[Stored data entries]
== Segment start ==

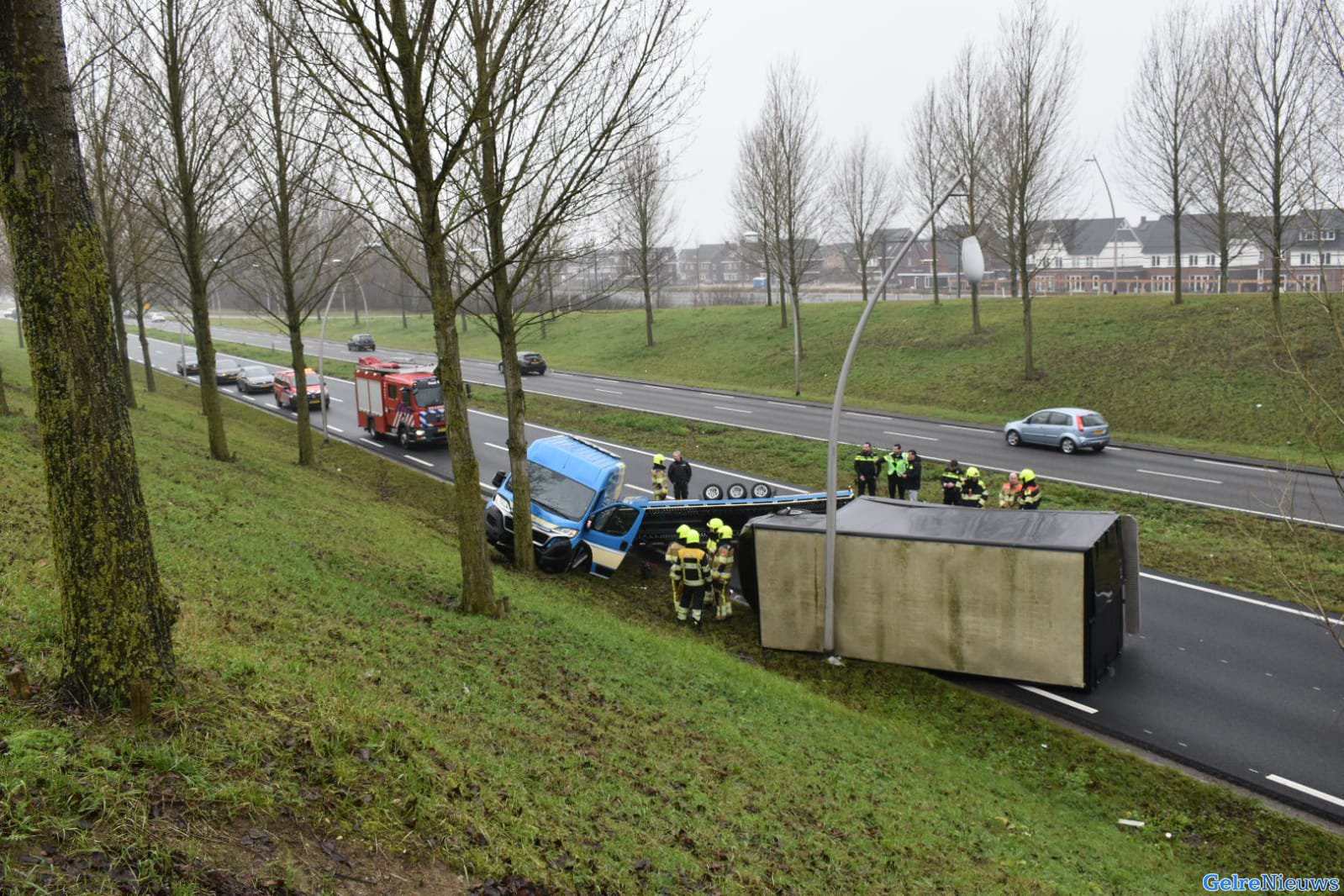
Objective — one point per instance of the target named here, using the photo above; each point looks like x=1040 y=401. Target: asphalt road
x=1243 y=687
x=1305 y=494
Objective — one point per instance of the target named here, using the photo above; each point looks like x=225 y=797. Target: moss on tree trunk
x=116 y=617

== Segment end ==

Task brief |
Retype the entries above word for word, minus any images.

Exercise response |
Objective — one point per instance of the target named here, using the photo above; each point looks like x=1040 y=401. Target: asphalt road
x=1243 y=687
x=1305 y=494
Objective — one point per instance of the target named here, using the photo above; each point looks like x=225 y=797. Target: moss on tree trunk
x=116 y=617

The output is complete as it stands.